====== THE RECORDS
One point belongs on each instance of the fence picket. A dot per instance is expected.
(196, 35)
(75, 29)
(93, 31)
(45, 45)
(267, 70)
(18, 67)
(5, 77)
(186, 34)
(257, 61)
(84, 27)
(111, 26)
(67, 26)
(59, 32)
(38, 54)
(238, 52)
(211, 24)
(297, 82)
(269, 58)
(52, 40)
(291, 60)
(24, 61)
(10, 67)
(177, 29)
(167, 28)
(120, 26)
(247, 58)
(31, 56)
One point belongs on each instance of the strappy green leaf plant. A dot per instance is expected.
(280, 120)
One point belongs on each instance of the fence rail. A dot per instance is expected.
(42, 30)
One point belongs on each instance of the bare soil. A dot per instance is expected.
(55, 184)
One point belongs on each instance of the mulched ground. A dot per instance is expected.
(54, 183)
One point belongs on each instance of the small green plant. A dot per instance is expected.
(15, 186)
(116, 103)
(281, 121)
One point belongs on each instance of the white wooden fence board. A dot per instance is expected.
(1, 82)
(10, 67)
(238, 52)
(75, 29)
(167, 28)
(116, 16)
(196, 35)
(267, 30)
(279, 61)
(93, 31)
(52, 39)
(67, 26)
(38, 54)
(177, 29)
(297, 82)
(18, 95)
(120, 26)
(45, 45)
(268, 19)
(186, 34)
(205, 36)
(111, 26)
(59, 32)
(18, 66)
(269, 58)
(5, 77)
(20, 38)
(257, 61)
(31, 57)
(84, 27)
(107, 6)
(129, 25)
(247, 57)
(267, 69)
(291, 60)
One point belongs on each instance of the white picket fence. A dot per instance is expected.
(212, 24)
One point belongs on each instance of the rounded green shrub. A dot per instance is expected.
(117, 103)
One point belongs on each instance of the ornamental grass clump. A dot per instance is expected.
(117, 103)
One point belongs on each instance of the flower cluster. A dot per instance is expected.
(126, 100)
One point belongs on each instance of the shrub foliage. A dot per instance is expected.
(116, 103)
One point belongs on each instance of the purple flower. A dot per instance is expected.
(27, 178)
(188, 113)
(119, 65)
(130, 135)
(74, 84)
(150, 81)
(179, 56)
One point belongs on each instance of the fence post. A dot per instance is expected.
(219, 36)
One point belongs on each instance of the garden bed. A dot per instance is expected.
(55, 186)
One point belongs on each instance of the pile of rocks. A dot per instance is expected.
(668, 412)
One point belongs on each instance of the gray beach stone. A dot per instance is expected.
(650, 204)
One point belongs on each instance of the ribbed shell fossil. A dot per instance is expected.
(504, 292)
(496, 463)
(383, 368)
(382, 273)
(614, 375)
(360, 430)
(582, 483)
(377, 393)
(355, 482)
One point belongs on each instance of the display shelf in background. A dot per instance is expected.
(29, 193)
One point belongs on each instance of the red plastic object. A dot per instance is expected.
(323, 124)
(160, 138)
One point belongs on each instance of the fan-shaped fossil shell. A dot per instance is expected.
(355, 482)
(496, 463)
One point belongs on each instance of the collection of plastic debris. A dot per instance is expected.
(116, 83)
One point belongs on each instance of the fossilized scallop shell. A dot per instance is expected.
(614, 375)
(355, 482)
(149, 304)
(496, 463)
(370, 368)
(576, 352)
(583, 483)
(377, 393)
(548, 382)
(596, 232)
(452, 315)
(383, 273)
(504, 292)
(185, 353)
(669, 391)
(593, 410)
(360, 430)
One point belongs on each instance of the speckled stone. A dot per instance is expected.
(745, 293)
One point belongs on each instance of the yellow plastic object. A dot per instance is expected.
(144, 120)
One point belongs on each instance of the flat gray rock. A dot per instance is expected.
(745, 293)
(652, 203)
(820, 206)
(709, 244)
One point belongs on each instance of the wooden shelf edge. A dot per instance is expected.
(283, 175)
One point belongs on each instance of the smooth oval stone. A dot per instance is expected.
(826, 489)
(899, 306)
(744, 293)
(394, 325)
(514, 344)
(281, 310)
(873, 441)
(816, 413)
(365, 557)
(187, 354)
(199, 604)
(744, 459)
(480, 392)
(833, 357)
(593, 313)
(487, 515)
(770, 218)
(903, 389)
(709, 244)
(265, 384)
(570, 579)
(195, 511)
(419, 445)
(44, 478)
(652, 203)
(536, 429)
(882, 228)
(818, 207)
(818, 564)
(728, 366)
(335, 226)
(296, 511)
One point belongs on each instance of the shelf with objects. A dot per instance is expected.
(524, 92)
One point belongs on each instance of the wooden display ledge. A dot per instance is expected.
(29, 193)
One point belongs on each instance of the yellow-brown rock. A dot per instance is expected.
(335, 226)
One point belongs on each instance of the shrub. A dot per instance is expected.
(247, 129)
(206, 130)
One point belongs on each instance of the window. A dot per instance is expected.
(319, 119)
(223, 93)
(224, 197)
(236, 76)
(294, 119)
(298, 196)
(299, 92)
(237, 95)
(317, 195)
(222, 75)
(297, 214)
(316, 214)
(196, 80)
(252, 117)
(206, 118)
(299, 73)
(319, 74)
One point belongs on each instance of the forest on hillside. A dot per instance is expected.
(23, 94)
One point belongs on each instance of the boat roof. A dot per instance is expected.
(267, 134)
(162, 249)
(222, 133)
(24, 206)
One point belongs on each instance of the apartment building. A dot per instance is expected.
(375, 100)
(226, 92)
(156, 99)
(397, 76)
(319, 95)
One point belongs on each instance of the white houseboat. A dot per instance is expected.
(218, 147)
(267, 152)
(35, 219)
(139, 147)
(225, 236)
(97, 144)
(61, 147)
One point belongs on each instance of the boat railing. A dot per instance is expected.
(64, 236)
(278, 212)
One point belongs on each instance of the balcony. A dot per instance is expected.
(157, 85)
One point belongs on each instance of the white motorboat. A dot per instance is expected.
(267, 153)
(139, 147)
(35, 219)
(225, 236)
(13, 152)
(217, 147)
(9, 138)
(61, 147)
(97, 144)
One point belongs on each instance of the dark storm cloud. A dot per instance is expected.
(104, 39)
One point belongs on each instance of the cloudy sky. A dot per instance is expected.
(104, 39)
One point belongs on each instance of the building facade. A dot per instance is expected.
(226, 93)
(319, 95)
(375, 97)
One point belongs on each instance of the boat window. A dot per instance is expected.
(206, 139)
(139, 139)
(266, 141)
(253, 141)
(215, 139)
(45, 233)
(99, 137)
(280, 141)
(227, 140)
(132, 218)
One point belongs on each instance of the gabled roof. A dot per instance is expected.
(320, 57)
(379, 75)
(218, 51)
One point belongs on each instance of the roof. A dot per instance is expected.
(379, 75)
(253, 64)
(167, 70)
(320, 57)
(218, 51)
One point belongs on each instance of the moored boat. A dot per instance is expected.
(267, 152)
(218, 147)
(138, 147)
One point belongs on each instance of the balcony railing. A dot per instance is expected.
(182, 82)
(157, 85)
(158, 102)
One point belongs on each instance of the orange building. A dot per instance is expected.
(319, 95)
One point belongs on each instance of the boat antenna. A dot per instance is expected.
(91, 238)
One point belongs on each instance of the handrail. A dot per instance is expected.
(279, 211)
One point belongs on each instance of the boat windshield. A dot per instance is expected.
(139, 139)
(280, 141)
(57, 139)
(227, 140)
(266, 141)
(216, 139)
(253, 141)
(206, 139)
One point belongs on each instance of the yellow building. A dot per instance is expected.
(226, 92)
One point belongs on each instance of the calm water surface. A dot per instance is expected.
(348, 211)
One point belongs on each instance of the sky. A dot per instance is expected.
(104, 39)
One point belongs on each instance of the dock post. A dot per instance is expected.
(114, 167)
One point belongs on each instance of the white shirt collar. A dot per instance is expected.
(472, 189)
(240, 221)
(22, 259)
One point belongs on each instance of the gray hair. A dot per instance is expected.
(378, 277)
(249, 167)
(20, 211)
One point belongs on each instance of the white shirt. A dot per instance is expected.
============
§ **EXERCISE AIM**:
Print out the whole of the material above exactly.

§ **EXPECTED OUTPUT**:
One point belongs on each instance of the fence picket. A dot per instance is expected.
(196, 35)
(75, 29)
(93, 31)
(45, 45)
(267, 70)
(18, 67)
(5, 77)
(186, 34)
(257, 61)
(84, 27)
(111, 26)
(67, 26)
(59, 32)
(38, 54)
(238, 52)
(211, 24)
(297, 82)
(269, 58)
(52, 40)
(291, 60)
(24, 61)
(10, 67)
(177, 29)
(167, 28)
(120, 26)
(247, 58)
(31, 56)
One point belongs on each instance of the strappy green leaf plant. A dot per instance is expected.
(280, 120)
One point belongs on each instance of the fence rail. A dot per instance is expected.
(42, 30)
One point belongs on each instance of the bare soil. A dot per instance is expected.
(55, 184)
One point belongs on each instance of the mulched ground. A dot per instance is expected.
(54, 183)
One point belongs on each instance of the small green plant. A dot per instance is expected.
(15, 186)
(116, 103)
(281, 121)
One point belongs on each instance of the white wooden fence board. A dot per instance is expected.
(1, 82)
(10, 67)
(238, 52)
(75, 29)
(167, 28)
(116, 16)
(196, 35)
(267, 30)
(279, 61)
(93, 31)
(52, 39)
(67, 26)
(38, 54)
(177, 29)
(297, 82)
(18, 95)
(120, 26)
(45, 45)
(268, 19)
(186, 34)
(205, 36)
(111, 26)
(59, 32)
(18, 66)
(269, 58)
(5, 77)
(20, 38)
(257, 61)
(31, 57)
(84, 27)
(107, 6)
(129, 25)
(247, 57)
(267, 69)
(291, 60)
One point belongs on each instance of the white picket fence. A dot per instance is expected.
(212, 24)
One point belongs on each instance of the rounded green shrub. A dot per instance is expected.
(117, 103)
One point belongs on each instance of the ornamental grass clump. A dot per instance is expected.
(117, 103)
One point belongs on each instance of the flower cluster. A dot per instance is expected.
(126, 100)
One point belongs on each instance of the shrub foliage. A dot per instance is expected.
(116, 103)
One point belongs on each instance of the purple flower. A dot per instance is expected.
(27, 178)
(188, 113)
(119, 65)
(130, 135)
(74, 84)
(150, 81)
(179, 56)
One point belongs on each instance of the fence post. A dot per instance is expected.
(219, 36)
One point belongs on each instance of the garden bed. A dot per instance is expected.
(55, 186)
One point belongs on each instance of the pile of rocks. A dot per instance is expected.
(668, 412)
One point belongs on each instance of the gray beach stone. A dot per instance is expected.
(650, 204)
One point belongs on each instance of the ribbed shell fossil. A dot per instance is expected.
(504, 292)
(496, 463)
(383, 368)
(382, 273)
(614, 375)
(360, 430)
(582, 483)
(377, 393)
(355, 482)
One point belongs on each instance of the display shelf in background. A dot per instance is expected.
(29, 193)
One point belongs on each instance of the red plastic object. A dot per instance is expected.
(323, 124)
(160, 138)
One point belongs on each instance of the fan-shaped fossil shell. A dot per instance is expected.
(355, 482)
(496, 463)
One point belongs on each instance of the collection of plastic debris. A dot per instance is expected.
(116, 83)
One point belongs on each instance of the fossilized scallop shell. A dot per instance is expected.
(614, 375)
(355, 482)
(149, 304)
(496, 463)
(370, 368)
(576, 352)
(583, 483)
(377, 393)
(548, 382)
(596, 232)
(452, 315)
(383, 273)
(504, 292)
(185, 353)
(669, 391)
(593, 410)
(360, 430)
One point belongs on each instance of the speckled stone. A dot per instance is expected.
(745, 293)
One point belongs on each instance of the yellow plastic object. A dot per instance is expected.
(144, 120)
One point belongs on each instance of the flat gray rock. A dot per instance is expected.
(745, 293)
(652, 203)
(820, 206)
(709, 244)
One point belongs on each instance of the wooden shelf edge. A dot per instance is expected.
(283, 175)
One point belongs on each instance of the smooth oval stone. A dot per instance is expected.
(826, 489)
(899, 306)
(744, 293)
(394, 325)
(514, 344)
(281, 310)
(873, 441)
(816, 413)
(365, 557)
(187, 354)
(199, 604)
(744, 459)
(480, 392)
(833, 357)
(593, 313)
(487, 515)
(770, 218)
(903, 389)
(709, 244)
(265, 384)
(570, 579)
(195, 511)
(419, 445)
(44, 478)
(652, 203)
(536, 429)
(882, 228)
(818, 207)
(818, 564)
(728, 366)
(335, 226)
(296, 511)
One point belongs on each instance of the shelf with objects. A dot per instance is expected.
(524, 92)
One point belongs on each instance of the wooden display ledge. A dot per instance is expected.
(29, 193)
One point belongs on each instance of the yellow-brown rock. A dot per instance is expected.
(335, 226)
One point belongs on each instance of the shrub. A dot per instance is expected.
(247, 129)
(206, 130)
One point belongs on each instance of the window. A dot per instance is expected.
(319, 119)
(223, 93)
(224, 197)
(236, 76)
(294, 119)
(298, 196)
(299, 92)
(237, 95)
(317, 195)
(222, 75)
(297, 214)
(316, 214)
(196, 80)
(252, 117)
(206, 118)
(299, 73)
(319, 74)
One point belongs on each instance of the forest on hillside. A dot per instance is expected.
(23, 94)
One point belongs on each instance of the boat roof. A dot per instance is expected.
(267, 134)
(162, 249)
(222, 133)
(24, 206)
One point belongs on each instance of the apartment building. A dot per instance is expected.
(375, 100)
(226, 92)
(156, 99)
(397, 76)
(319, 95)
One point belongs on each instance of the white houseboat. A dot per instance is expected.
(218, 147)
(267, 152)
(35, 219)
(139, 147)
(225, 236)
(97, 144)
(61, 147)
One point belongs on each instance of the boat railing. A dot per instance is expected.
(64, 236)
(278, 212)
One point belongs on each instance of the balcony. A dot per instance is expected.
(157, 85)
One point belongs on each instance of the white motorboat. A dot per instance is expected.
(267, 153)
(139, 147)
(35, 219)
(225, 236)
(13, 152)
(217, 147)
(9, 138)
(61, 147)
(97, 144)
One point belongs on each instance of the dark storm cloud. A dot per instance is expected.
(104, 39)
One point belongs on each instance of the cloudy sky. A dot per instance is expected.
(104, 39)
One point belongs on each instance of the building facade. A dot per instance is expected.
(226, 93)
(319, 95)
(375, 97)
One point belongs on each instance of the boat window. A dot per instance is expected.
(206, 139)
(139, 139)
(266, 141)
(253, 141)
(215, 139)
(45, 233)
(99, 137)
(280, 141)
(227, 140)
(132, 218)
One point belongs on each instance of the gabled roof. A dot per instance is expected.
(320, 57)
(379, 75)
(218, 51)
One point belongs on each instance of the roof. A dot per instance is expected.
(379, 75)
(253, 64)
(167, 70)
(320, 57)
(218, 51)
One point belongs on each instance of the moored boat. A dot per instance is expected.
(267, 152)
(218, 147)
(138, 147)
One point belongs on each instance of the balcony railing. A dot per instance is expected.
(182, 82)
(157, 85)
(158, 102)
One point belongs on each instance of the orange building. A dot per instance is expected.
(319, 95)
One point belongs on each instance of the boat antenna. A dot per instance is expected.
(91, 238)
One point belongs on each instance of the handrail. A dot per instance is expected.
(279, 211)
One point belongs on each instance of the boat windshield. A dot per instance is expected.
(139, 139)
(280, 141)
(57, 139)
(227, 140)
(266, 141)
(216, 139)
(253, 141)
(206, 139)
One point belongs on each instance of the yellow building. A dot per instance is expected.
(226, 92)
One point belongs on each instance of the calm water surface. A dot per instance is expected.
(348, 211)
One point belongs on each instance of the sky. A dot per instance is expected.
(104, 39)
One point belongs on each instance of the dock post. A dot per instance is expected.
(114, 167)
One point belongs on each instance of the white shirt collar. A dot per instance is expected.
(472, 189)
(240, 221)
(22, 259)
One point belongs on each instance of the gray hair. A dot per instance is expected.
(378, 277)
(249, 167)
(20, 211)
One point belongs on each instance of the white shirt. A dot per instance is expected.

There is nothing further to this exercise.